Point-per-instance localization data -
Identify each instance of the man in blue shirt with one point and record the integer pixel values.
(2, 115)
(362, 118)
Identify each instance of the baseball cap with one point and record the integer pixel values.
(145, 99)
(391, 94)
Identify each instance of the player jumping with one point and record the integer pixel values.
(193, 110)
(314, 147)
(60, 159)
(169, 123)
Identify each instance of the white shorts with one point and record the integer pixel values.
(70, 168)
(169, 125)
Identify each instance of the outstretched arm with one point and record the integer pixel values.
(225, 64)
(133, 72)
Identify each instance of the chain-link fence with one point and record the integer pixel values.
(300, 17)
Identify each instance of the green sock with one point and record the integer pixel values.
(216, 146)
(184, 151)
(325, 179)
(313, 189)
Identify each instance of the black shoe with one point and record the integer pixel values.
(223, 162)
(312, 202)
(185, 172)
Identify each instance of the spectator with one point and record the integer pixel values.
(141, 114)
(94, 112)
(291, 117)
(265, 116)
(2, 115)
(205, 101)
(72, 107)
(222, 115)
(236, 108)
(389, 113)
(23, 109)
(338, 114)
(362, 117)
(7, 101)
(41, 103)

About this exercise - Line by line, copy the entries above exactly as they appear.

Reply -
Identify each instance of the man in blue shirt with one point and record the integer pixel values.
(2, 115)
(362, 118)
Identify each instance of the baseball cap with one point and record the integer pixel values.
(145, 99)
(391, 94)
Identify each instance of the player jumping with one point and record the integer pixel values.
(193, 110)
(314, 147)
(60, 159)
(169, 123)
Identify each instance of the white shorts with one point and record the integer pixel values.
(70, 168)
(169, 125)
Identify each instance of the outstretched arm with one point and record the integer pixel values.
(225, 64)
(133, 72)
Identify each instance of the chain-link fence with one point and record the integer pixel values.
(300, 17)
Identify each instance of the green sock with one point and record the integer pixel values.
(216, 146)
(184, 151)
(325, 179)
(313, 189)
Identify each instance of the black shoe with one point and record the integer pixel values.
(223, 162)
(312, 202)
(185, 172)
Identify each instance of the spectator with one point and record the integer pixel values.
(141, 114)
(94, 112)
(291, 117)
(265, 116)
(2, 115)
(205, 101)
(72, 107)
(222, 115)
(236, 108)
(389, 113)
(23, 109)
(338, 114)
(362, 117)
(7, 101)
(41, 103)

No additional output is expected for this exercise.